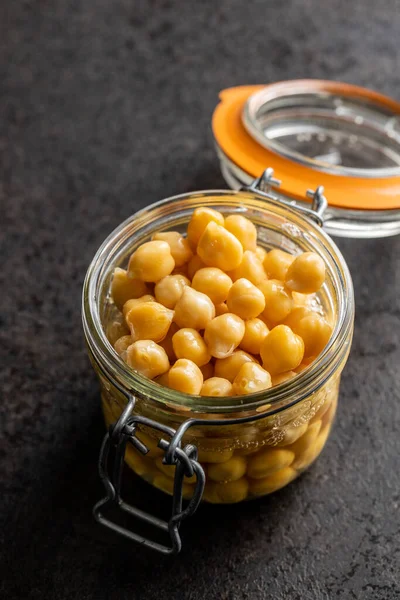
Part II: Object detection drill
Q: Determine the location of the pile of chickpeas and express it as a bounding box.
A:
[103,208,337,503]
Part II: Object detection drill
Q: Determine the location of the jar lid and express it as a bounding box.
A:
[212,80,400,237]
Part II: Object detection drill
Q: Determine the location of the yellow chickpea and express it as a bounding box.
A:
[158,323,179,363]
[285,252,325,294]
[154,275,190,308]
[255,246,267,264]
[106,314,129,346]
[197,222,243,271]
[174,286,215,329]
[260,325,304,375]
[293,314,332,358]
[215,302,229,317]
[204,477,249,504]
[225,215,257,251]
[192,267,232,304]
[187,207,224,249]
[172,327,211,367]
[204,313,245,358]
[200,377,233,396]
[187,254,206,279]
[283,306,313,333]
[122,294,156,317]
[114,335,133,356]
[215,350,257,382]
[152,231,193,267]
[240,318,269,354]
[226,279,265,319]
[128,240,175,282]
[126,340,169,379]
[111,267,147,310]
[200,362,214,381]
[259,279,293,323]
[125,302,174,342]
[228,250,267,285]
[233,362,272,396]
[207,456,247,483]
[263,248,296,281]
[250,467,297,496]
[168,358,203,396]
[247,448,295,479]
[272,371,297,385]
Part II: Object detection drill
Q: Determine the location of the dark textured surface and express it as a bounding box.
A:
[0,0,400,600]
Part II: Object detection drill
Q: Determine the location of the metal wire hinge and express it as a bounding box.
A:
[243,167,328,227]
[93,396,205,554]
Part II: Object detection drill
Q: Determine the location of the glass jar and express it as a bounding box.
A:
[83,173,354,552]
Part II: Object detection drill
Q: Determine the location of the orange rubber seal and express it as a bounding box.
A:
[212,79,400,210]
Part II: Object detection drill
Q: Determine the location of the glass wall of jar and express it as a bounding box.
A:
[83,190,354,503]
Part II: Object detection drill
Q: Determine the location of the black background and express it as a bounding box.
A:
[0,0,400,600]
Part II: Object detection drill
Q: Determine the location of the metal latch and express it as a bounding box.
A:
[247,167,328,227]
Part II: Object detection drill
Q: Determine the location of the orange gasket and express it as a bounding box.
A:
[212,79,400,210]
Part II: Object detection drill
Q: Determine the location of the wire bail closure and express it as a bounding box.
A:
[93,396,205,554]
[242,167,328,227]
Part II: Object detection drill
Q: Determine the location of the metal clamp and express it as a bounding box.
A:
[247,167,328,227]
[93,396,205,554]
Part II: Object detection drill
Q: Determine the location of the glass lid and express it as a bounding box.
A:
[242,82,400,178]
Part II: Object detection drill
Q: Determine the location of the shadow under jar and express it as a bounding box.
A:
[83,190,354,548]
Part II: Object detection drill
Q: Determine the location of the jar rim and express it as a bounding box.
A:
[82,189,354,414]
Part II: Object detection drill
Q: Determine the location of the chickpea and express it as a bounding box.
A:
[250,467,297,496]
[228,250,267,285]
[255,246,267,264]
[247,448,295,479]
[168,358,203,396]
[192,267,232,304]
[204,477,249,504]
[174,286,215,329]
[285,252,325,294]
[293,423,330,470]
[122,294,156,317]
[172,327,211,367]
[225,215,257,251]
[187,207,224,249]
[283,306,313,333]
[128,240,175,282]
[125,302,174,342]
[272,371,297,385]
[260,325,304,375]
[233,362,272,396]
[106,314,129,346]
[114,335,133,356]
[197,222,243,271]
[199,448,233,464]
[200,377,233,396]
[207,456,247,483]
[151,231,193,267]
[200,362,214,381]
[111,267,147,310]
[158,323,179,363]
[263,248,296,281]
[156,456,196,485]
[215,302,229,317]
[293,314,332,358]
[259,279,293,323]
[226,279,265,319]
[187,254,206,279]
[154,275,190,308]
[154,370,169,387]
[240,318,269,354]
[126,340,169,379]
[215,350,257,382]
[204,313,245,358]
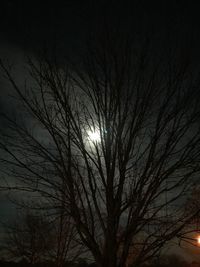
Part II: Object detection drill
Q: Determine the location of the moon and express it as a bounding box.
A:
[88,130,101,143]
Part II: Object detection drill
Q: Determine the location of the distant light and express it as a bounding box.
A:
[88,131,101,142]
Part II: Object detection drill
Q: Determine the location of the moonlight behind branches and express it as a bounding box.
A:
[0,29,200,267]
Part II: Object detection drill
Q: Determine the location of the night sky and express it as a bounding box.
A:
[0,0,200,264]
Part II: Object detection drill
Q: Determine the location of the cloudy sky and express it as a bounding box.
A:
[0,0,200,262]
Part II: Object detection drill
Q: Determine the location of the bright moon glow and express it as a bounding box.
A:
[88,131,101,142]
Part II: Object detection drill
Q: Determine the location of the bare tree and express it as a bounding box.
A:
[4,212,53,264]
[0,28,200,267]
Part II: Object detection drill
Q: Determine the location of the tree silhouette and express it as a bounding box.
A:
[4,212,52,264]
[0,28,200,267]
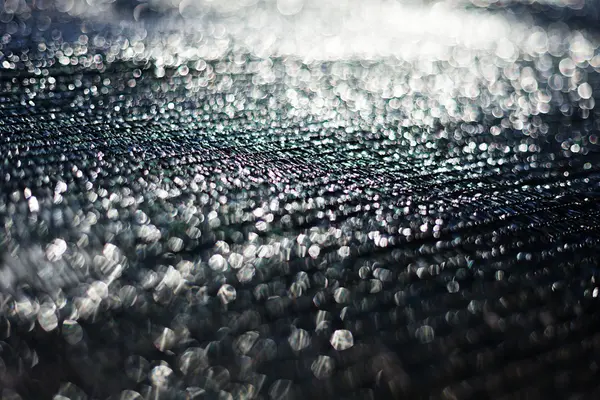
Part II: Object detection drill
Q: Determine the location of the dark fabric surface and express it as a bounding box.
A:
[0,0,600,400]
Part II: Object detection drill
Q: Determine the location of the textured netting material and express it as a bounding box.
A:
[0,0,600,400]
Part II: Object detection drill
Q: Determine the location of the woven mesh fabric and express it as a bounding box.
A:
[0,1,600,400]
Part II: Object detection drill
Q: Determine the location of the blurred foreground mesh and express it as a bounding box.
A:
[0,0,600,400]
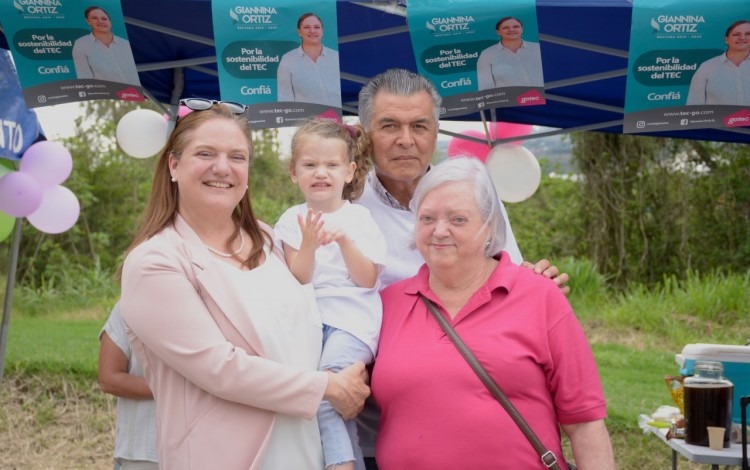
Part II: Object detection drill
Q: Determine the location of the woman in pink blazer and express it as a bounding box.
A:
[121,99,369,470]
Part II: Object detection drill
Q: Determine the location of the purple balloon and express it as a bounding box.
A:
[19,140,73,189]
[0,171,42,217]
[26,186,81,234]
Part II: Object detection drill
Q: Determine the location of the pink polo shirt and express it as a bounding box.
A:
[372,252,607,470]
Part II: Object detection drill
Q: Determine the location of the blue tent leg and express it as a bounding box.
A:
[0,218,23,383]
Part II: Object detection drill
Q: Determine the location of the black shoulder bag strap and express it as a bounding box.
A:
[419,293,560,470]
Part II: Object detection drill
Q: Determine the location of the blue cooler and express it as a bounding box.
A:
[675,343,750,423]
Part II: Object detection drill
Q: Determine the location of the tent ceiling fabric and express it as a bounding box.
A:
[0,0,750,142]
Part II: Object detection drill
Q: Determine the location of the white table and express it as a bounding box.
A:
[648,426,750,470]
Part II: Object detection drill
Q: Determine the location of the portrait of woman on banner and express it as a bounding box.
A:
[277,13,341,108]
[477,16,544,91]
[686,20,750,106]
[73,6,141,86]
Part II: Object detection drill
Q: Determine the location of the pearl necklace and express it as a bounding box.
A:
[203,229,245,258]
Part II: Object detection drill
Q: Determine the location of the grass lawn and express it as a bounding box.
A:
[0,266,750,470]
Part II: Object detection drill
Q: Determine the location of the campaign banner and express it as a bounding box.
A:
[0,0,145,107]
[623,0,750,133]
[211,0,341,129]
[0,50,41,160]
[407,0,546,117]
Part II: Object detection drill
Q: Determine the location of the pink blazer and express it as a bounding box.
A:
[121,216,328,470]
○ ○ ○ ○ ○ ○ ○
#### [What is required]
Rewrite the lines from the first one through the line that contains "[212,80,400,237]", requests included, and add 11 to every bounding box coordinate in the answers. Leave out the pictures.

#### [Solution to this exercise]
Part II: Object detection drill
Q: Determine the location of the pile of chickpeas and express it as a bounding box.
A:
[114,219,348,514]
Part II: Object detection drill
Q: Determine the location of the jar lid and express it as a bounding box.
A:
[223,91,411,248]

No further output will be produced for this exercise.